## Begin Record extracts
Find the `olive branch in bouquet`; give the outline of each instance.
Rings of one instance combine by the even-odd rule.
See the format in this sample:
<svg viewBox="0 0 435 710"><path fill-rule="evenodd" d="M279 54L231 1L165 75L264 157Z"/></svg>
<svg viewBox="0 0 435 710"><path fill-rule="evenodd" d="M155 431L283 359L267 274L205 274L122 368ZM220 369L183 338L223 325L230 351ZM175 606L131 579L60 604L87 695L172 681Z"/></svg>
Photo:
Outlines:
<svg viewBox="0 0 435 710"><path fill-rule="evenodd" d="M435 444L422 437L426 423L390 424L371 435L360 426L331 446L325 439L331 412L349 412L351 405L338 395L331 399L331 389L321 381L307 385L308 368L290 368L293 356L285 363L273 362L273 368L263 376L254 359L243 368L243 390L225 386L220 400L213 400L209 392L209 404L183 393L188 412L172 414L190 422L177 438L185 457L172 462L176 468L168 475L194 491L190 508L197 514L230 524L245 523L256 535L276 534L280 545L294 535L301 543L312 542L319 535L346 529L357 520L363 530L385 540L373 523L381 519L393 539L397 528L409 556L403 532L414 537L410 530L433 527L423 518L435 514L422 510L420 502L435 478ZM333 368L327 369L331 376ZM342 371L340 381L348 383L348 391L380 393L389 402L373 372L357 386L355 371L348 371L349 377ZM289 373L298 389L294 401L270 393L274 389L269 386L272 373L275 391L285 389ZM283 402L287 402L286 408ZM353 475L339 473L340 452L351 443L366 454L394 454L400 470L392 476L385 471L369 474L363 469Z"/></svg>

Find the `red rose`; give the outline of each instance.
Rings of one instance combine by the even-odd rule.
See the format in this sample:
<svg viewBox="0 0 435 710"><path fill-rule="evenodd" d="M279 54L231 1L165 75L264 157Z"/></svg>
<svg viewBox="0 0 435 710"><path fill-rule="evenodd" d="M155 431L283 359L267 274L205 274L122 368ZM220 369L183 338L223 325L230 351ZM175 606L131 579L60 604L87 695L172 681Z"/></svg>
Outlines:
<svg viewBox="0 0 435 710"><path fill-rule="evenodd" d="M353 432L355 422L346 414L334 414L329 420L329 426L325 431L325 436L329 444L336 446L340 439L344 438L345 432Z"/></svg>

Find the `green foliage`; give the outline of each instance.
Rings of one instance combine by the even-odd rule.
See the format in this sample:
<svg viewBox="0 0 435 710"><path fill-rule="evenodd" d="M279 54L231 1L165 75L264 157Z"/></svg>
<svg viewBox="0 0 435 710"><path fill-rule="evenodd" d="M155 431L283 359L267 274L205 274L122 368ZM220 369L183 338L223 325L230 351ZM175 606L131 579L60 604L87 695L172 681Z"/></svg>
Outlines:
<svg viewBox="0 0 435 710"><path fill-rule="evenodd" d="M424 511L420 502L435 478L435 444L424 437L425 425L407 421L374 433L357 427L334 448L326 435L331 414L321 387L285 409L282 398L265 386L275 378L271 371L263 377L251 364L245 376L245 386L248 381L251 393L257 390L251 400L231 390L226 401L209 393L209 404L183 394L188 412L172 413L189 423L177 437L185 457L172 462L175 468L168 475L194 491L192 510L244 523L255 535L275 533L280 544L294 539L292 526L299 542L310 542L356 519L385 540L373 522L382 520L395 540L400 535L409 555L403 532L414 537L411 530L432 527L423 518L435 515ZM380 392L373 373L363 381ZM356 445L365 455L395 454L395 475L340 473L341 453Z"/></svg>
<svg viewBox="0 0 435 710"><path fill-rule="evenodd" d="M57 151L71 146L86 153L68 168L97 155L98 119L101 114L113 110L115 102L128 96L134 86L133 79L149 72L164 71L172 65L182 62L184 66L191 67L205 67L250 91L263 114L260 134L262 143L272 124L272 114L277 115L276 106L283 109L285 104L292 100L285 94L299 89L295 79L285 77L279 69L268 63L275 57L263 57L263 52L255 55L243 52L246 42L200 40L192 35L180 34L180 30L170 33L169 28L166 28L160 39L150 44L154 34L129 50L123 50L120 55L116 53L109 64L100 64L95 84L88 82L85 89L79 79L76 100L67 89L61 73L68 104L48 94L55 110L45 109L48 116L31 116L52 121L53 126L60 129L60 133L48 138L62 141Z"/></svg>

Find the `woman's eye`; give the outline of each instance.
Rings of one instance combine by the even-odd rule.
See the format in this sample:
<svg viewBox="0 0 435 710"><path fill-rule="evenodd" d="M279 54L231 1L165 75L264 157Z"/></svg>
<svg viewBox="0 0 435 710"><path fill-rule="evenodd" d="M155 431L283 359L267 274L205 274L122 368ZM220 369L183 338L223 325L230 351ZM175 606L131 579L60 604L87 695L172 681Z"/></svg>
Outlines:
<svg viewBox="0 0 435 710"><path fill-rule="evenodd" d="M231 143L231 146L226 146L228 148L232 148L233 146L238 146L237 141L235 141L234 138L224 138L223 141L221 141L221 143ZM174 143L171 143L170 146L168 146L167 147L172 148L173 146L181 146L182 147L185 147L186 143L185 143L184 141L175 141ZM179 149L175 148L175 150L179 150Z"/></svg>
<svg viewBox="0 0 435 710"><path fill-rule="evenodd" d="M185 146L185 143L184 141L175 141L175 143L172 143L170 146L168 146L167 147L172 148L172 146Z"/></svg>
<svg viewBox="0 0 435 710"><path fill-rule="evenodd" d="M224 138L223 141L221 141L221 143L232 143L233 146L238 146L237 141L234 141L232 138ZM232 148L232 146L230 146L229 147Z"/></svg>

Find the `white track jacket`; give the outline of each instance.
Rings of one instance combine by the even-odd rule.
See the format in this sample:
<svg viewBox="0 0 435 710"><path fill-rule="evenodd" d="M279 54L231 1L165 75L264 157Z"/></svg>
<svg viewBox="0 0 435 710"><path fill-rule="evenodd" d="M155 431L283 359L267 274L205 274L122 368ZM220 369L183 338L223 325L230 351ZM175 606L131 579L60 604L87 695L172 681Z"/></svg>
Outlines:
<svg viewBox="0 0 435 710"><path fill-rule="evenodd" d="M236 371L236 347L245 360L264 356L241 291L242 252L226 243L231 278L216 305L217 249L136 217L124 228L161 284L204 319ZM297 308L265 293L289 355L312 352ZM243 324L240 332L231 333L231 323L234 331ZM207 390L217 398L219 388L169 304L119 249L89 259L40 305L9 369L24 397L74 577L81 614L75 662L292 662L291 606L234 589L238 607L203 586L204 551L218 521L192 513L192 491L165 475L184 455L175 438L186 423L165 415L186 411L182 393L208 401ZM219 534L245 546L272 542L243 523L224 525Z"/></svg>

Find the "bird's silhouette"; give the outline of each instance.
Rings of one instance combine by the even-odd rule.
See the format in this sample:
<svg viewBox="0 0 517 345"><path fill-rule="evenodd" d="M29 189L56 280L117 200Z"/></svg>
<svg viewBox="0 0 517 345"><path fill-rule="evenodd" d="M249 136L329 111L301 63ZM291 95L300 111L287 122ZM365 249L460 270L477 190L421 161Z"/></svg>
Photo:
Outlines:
## End Record extracts
Write out every line exactly as it stands.

Correct output:
Find the `olive branch in bouquet`; give the outline of each instance.
Rings of one instance combine by the even-odd rule.
See the format in this sample:
<svg viewBox="0 0 435 710"><path fill-rule="evenodd" d="M279 54L231 1L165 75L264 157Z"/></svg>
<svg viewBox="0 0 435 710"><path fill-rule="evenodd" d="M155 431L283 359L267 274L205 274L122 368ZM220 369L183 338L223 325L230 351ZM175 606L131 579L60 604L87 695L172 681Z"/></svg>
Photo:
Outlines:
<svg viewBox="0 0 435 710"><path fill-rule="evenodd" d="M435 444L422 437L426 423L390 424L371 435L360 426L331 446L325 439L331 412L349 412L351 405L338 395L331 399L331 389L321 381L307 385L308 368L290 368L293 356L285 363L273 362L273 368L263 376L254 359L243 368L243 390L225 386L220 400L213 400L209 392L209 404L183 393L188 412L172 414L190 422L177 438L185 457L172 462L176 468L168 475L194 491L190 508L197 514L230 524L245 523L256 535L276 534L280 545L294 535L301 543L312 542L319 535L346 529L357 520L363 530L385 540L373 523L381 519L393 539L397 528L409 556L403 532L414 537L410 530L433 527L423 518L435 514L422 510L420 502L435 478ZM333 368L327 369L331 376ZM342 371L340 381L348 383L348 391L380 393L389 402L373 372L357 386L355 371L348 371L349 377ZM289 373L298 389L294 401L270 393L274 389L269 386L272 373L275 391L285 389ZM283 402L287 402L286 408ZM353 475L339 473L340 452L351 443L366 454L394 454L400 470L392 476L385 471L369 474L363 469Z"/></svg>

Find the `red rose`; give the outline of each instance.
Rings of one instance combine by the even-odd rule.
See the format in this sample:
<svg viewBox="0 0 435 710"><path fill-rule="evenodd" d="M279 54L231 1L165 75L264 157Z"/></svg>
<svg viewBox="0 0 435 710"><path fill-rule="evenodd" d="M155 431L283 359L267 274L205 274L122 368ZM220 369L183 338L223 325L230 351ZM175 606L131 579L60 604L87 695L172 681Z"/></svg>
Outlines:
<svg viewBox="0 0 435 710"><path fill-rule="evenodd" d="M353 432L355 422L346 414L334 414L329 420L329 426L325 431L325 436L329 444L336 446L340 439L344 438L345 432Z"/></svg>

Find the `green foliage`; give the outline of each instance.
Rings of one instance combine by the even-odd rule.
See the format in this sample:
<svg viewBox="0 0 435 710"><path fill-rule="evenodd" d="M279 54L231 1L165 75L264 157Z"/></svg>
<svg viewBox="0 0 435 710"><path fill-rule="evenodd" d="M155 431L283 359L267 274L205 274L122 368ZM220 369L183 338L223 325L230 351ZM175 606L131 579L60 604L87 695L172 681Z"/></svg>
Outlines:
<svg viewBox="0 0 435 710"><path fill-rule="evenodd" d="M424 511L420 502L435 478L435 444L424 437L425 425L407 421L374 433L357 427L334 448L326 435L331 414L321 387L285 409L282 398L265 386L275 378L271 371L263 377L251 364L245 376L245 386L248 381L251 393L257 390L251 400L231 390L226 401L209 393L209 404L183 394L188 412L172 413L189 423L177 437L185 457L172 462L175 468L168 475L194 491L192 510L244 523L255 535L275 533L280 544L294 539L292 526L299 542L310 542L356 519L385 540L373 522L382 520L395 540L400 535L409 555L403 532L414 537L411 530L432 527L423 518L435 515ZM380 392L373 373L363 381ZM356 445L365 455L395 454L395 475L340 473L341 453Z"/></svg>
<svg viewBox="0 0 435 710"><path fill-rule="evenodd" d="M57 151L71 146L86 153L68 168L97 155L98 119L101 114L113 110L115 102L128 96L134 86L133 79L149 72L164 71L172 65L182 62L184 66L191 67L205 67L250 91L263 114L260 134L262 143L272 124L272 114L277 115L276 106L283 109L285 104L292 100L285 94L299 89L295 79L285 77L279 69L268 63L275 57L263 57L263 52L255 55L243 52L246 42L200 40L192 35L180 34L180 30L170 33L169 28L166 28L160 39L150 44L154 34L129 50L123 50L120 55L116 53L109 64L100 64L95 84L88 82L85 89L79 79L76 100L67 89L61 73L68 104L48 94L55 110L45 109L48 116L31 116L52 121L53 126L60 129L60 133L48 138L62 141Z"/></svg>

Find the `woman's eye`; give the outline of each instance.
Rings of one instance combine by the even-odd rule.
See the format in this sample:
<svg viewBox="0 0 435 710"><path fill-rule="evenodd" d="M279 54L231 1L165 75L264 157Z"/></svg>
<svg viewBox="0 0 435 710"><path fill-rule="evenodd" d="M155 431L283 359L267 274L205 274L122 368ZM220 369L183 338L223 325L230 351ZM175 606L131 579L60 604L87 695L172 681Z"/></svg>
Outlines:
<svg viewBox="0 0 435 710"><path fill-rule="evenodd" d="M231 143L231 146L226 146L228 148L232 148L233 146L238 146L237 141L235 141L234 138L224 138L223 141L221 141L221 143ZM174 143L171 143L170 146L168 146L167 147L172 148L173 146L181 146L182 147L185 147L186 143L185 143L184 141L175 141ZM179 149L175 148L175 150L179 150Z"/></svg>
<svg viewBox="0 0 435 710"><path fill-rule="evenodd" d="M185 146L185 143L184 141L175 141L175 143L172 143L170 146L168 146L167 147L172 148L172 146Z"/></svg>
<svg viewBox="0 0 435 710"><path fill-rule="evenodd" d="M224 138L223 141L221 141L221 143L232 143L233 146L238 146L237 141L234 141L232 138ZM232 148L232 146L230 146L229 147Z"/></svg>

Find the `white track jacket`; give the outline of each instance.
Rings of one instance combine by the even-odd rule.
See the format in this sample:
<svg viewBox="0 0 435 710"><path fill-rule="evenodd" d="M279 54L231 1L165 75L264 157Z"/></svg>
<svg viewBox="0 0 435 710"><path fill-rule="evenodd" d="M155 431L283 359L267 274L205 274L122 368ZM220 369L183 338L223 325L230 351ZM175 606L131 579L60 604L87 695L172 681Z"/></svg>
Outlines:
<svg viewBox="0 0 435 710"><path fill-rule="evenodd" d="M236 371L236 347L245 360L264 356L241 291L242 252L226 243L231 278L216 305L217 249L136 217L124 228L161 284L204 319ZM297 308L265 293L289 355L312 352ZM243 324L240 332L231 333L231 323L234 331ZM207 390L217 398L219 388L169 304L119 249L89 259L40 305L9 369L24 397L74 577L81 614L75 662L292 662L291 606L234 589L238 607L203 586L204 551L218 521L192 513L192 491L165 475L184 455L175 438L186 423L165 415L186 411L182 393L208 401ZM219 534L245 546L272 542L243 523L224 525Z"/></svg>

Find the "bird's silhouette"; give the outline of each instance.
Rings of one instance combine by the even-odd rule.
See the format in this sample:
<svg viewBox="0 0 517 345"><path fill-rule="evenodd" d="M29 189L56 280L117 200Z"/></svg>
<svg viewBox="0 0 517 345"><path fill-rule="evenodd" d="M249 136L329 111L301 63ZM291 95L300 111L287 122ZM365 249L460 270L477 190L421 161Z"/></svg>
Photo:
Outlines:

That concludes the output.